Lo esperado >> Reproduce sin cambios el fragmento del texto sobre los migrantes en el tren que comienza en "La mayoría pagó." y termina en "unos 20 clientes.".

Texto para leer >>
El Puma es un hondureño de unos 35 años, con una nueve milímetros en el cinto y un fusil de asalto AK-47 colgado de su hombro. (…) “Trabaja para Los Zetas”, dicen los que se han topado con él. Para subir al tren hay que pagarle. Quien no paga no viaja. Quien se resiste se las ve con él, sus escoltas, sus machetes y sus ráfagas de plomo. 

La mayoría pagó. Los que no tenían dinero se retiraron a pedir limosna al pueblo. El Puma pidió por radio al maquinista que parara y se acercó a darle su parte mientras los migrantes se acomodaban en el techo o en los balcones que hay entre vagón y vagón. En el del medio se ubicaron los cuatro polleros, guías para los indocumentados que pueden costeárselos, con unos 20 clientes.

(…) En Pénjamo (…) el viaje empezó a empeorar. José, un salvadoreño de 29 años, fue el primero en ver cómo ocho hombres aprovecharon la lenta marcha del ferrocarril para subir. “Tranquilos –dijeron al grupo de José–, nosotros también vamos para el norte”. Pero José concluyó que le habían mentido cuando vio que, tras descansar unos minutos, cuatro de ellos sacaron pistolas nueve milímetros, los otros cuatro desenfundaron sus machetes y todos se encajaron sus pasamontañas. 

“Adiós”, dijeron. Dejaron en paz a los salvadoreños y saltaron al siguiente vagón para asaltar a sus ocupantes. Cuando los encapuchados llegaron al cajón de Arturo, un cocinero nicaragüense de 42 años, ya llevaban con ellos a dos muchachas que pretendían secuestrar. Arturo se fijó en una de ellas porque era de piel blanca. Le pareció bonita. A la otra no pudo verla bien. 

(…) El siguiente vagón era el de los polleros. Hubo silencio durante unos minutos. Luego, balacera. Unos 15 minutos de detonaciones. Polleros contra asaltantes. Los polleros habían entregado dinero, pero se negaron a dejar la mujer que les pedían. Un cuerpo con pasamontañas cayó del tren que había disminuido su velocidad. Los demás bajaron a asistirlo, a pesar de que el hombre parecía muerto cuando rodó por el desnivel de las vías.

(…) La revancha fue en Palenque, unos 50 kilómetros al norte de Pénjamo. Cinco de los asaltantes volvieron por la migrante. Mataron a otro hondureño de nuevo en el vagón de Arturo. Sin razón alguna. Lo rajaron de un machetazo en el estómago y lo lanzaron del tren, mientras repelían el fuego de los polleros.

[Registros de anotación de límites]

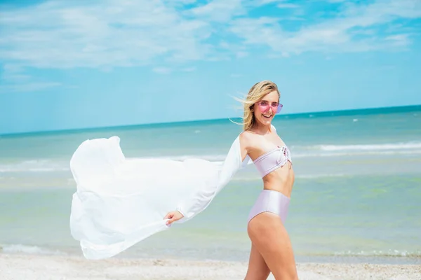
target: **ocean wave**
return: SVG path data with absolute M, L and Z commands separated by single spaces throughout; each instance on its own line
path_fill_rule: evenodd
M 335 252 L 334 255 L 338 256 L 365 256 L 365 257 L 406 257 L 414 258 L 420 257 L 421 251 L 408 251 L 399 250 L 386 250 L 386 251 L 346 251 Z
M 1 251 L 9 253 L 21 253 L 36 255 L 67 255 L 65 252 L 62 252 L 59 250 L 52 250 L 31 245 L 3 244 L 0 245 L 0 248 L 2 248 L 2 249 L 0 250 Z
M 404 155 L 421 154 L 420 142 L 407 142 L 385 144 L 359 145 L 312 145 L 291 146 L 293 160 L 307 158 L 347 157 L 360 155 Z M 129 160 L 171 160 L 184 161 L 189 159 L 202 159 L 222 163 L 227 156 L 219 154 L 190 154 L 174 155 L 148 155 L 145 157 L 127 158 Z M 14 172 L 68 172 L 70 171 L 67 160 L 56 159 L 39 159 L 22 160 L 21 162 L 0 162 L 1 173 Z
M 326 151 L 408 150 L 421 149 L 421 143 L 407 142 L 384 144 L 317 145 L 314 147 Z

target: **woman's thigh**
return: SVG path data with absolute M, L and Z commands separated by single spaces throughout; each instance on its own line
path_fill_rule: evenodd
M 279 216 L 264 212 L 248 223 L 248 232 L 276 279 L 298 279 L 291 242 Z
M 270 271 L 263 257 L 252 243 L 248 268 L 244 280 L 266 280 Z

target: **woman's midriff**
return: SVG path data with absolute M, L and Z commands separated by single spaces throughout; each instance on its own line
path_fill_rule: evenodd
M 275 190 L 290 197 L 294 181 L 294 170 L 291 163 L 288 162 L 263 177 L 263 189 Z

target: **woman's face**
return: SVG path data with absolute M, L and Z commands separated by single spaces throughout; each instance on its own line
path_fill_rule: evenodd
M 279 96 L 276 90 L 266 94 L 260 101 L 255 103 L 253 113 L 257 122 L 263 125 L 270 125 L 275 114 L 282 108 L 279 104 Z

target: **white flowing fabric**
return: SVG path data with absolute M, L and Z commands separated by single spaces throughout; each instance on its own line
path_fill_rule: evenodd
M 120 139 L 83 141 L 70 168 L 76 183 L 70 230 L 83 255 L 102 259 L 170 228 L 163 217 L 179 210 L 185 222 L 203 211 L 241 168 L 239 136 L 223 162 L 126 159 Z M 176 222 L 177 223 L 177 222 Z

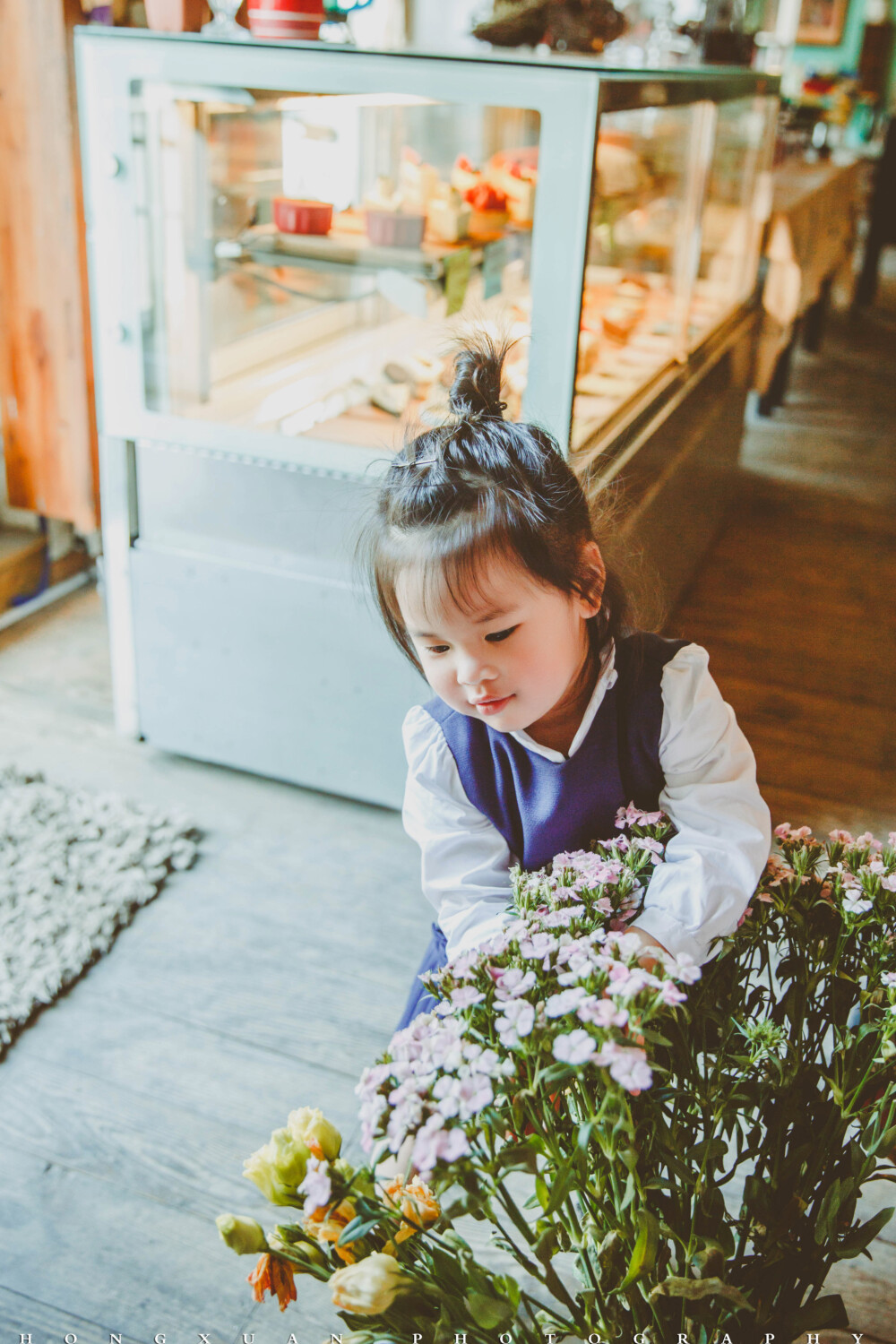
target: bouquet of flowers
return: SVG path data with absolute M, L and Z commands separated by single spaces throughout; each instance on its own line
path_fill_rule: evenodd
M 501 934 L 431 977 L 434 1013 L 364 1071 L 355 1169 L 320 1111 L 293 1111 L 246 1175 L 297 1222 L 250 1282 L 281 1308 L 326 1279 L 352 1344 L 782 1341 L 848 1325 L 830 1266 L 868 1254 L 862 1187 L 896 1181 L 896 832 L 779 827 L 740 927 L 701 970 L 626 933 L 672 827 L 513 874 Z M 402 1175 L 377 1176 L 383 1159 Z M 490 1227 L 498 1273 L 458 1222 Z

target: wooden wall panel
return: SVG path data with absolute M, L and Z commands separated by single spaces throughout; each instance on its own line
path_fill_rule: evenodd
M 78 0 L 0 0 L 0 405 L 9 501 L 98 526 L 71 65 Z

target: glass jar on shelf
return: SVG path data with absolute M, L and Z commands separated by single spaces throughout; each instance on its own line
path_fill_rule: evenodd
M 133 97 L 149 409 L 376 446 L 396 421 L 445 418 L 451 340 L 476 321 L 514 343 L 520 414 L 536 112 L 149 82 Z

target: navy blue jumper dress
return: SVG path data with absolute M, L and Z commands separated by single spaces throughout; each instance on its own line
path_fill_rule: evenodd
M 443 700 L 424 706 L 445 734 L 469 801 L 524 868 L 543 868 L 555 853 L 587 849 L 614 835 L 617 812 L 629 802 L 656 812 L 664 785 L 662 669 L 685 644 L 643 632 L 617 640 L 617 680 L 575 755 L 564 761 L 548 761 Z M 445 934 L 434 923 L 418 976 L 446 961 Z M 398 1030 L 434 1007 L 415 980 Z

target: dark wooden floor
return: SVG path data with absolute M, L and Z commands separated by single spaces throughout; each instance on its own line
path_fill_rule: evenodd
M 774 823 L 896 827 L 896 281 L 833 316 L 786 405 L 752 419 L 744 491 L 668 633 L 709 665 L 756 754 Z M 896 1204 L 870 1187 L 866 1215 Z M 827 1281 L 856 1331 L 896 1340 L 896 1223 Z M 850 1336 L 845 1336 L 846 1340 Z
M 744 442 L 750 472 L 669 622 L 705 645 L 775 821 L 896 825 L 896 282 L 834 316 Z M 891 316 L 892 312 L 892 316 Z

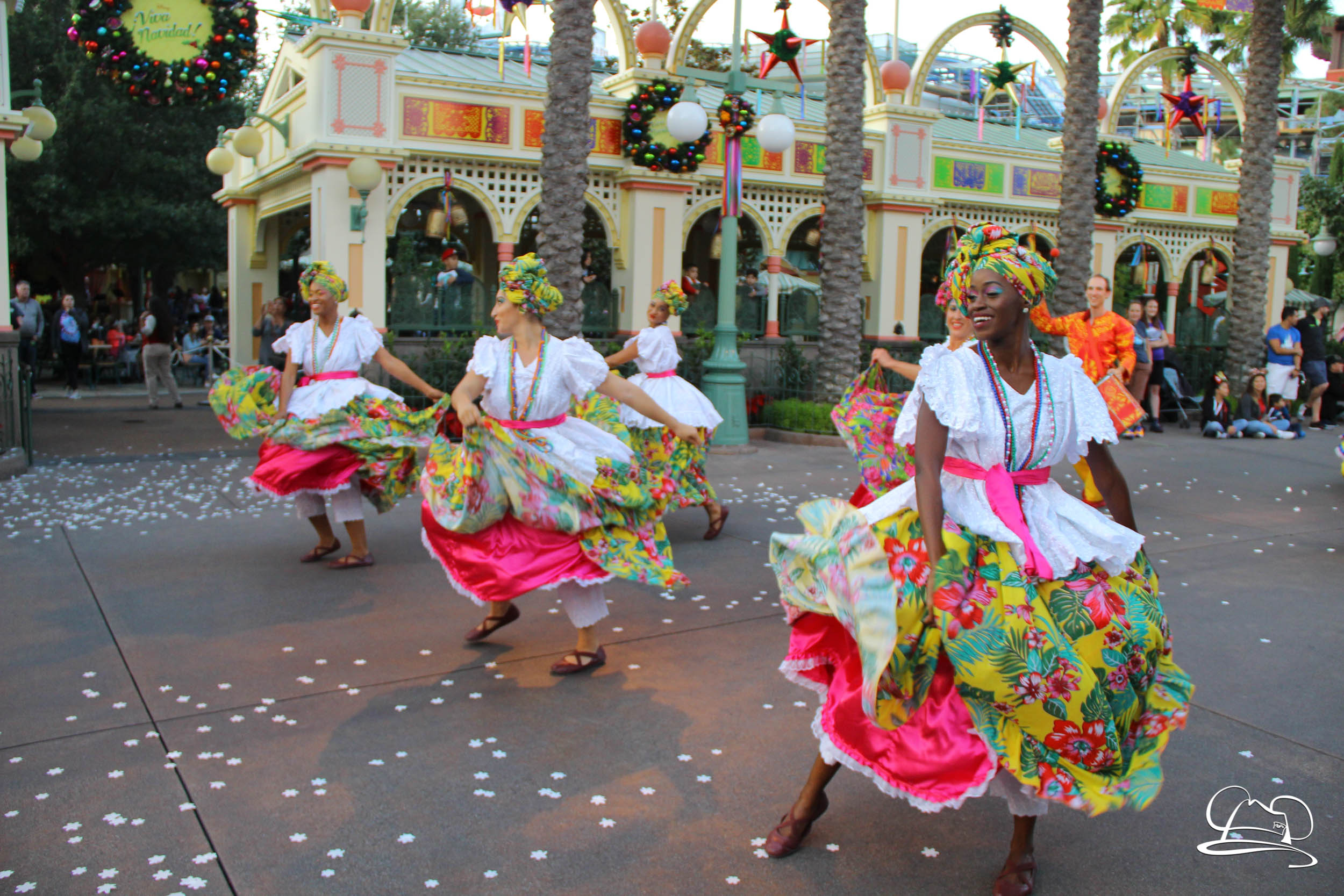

Resultado >>
La mayoría pagó. Los que no tenían dinero se retiraron a pedir limosna al pueblo. El Puma pidió por radio al maquinista que parara y se acercó a darle su parte mientras los migrantes se acomodaban en el techo o en los balcones que hay entre vagón y vagón. En el del medio se ubicaron los cuatro polleros, guías para los indocumentados que pueden costeárselos, con unos 20 clientes.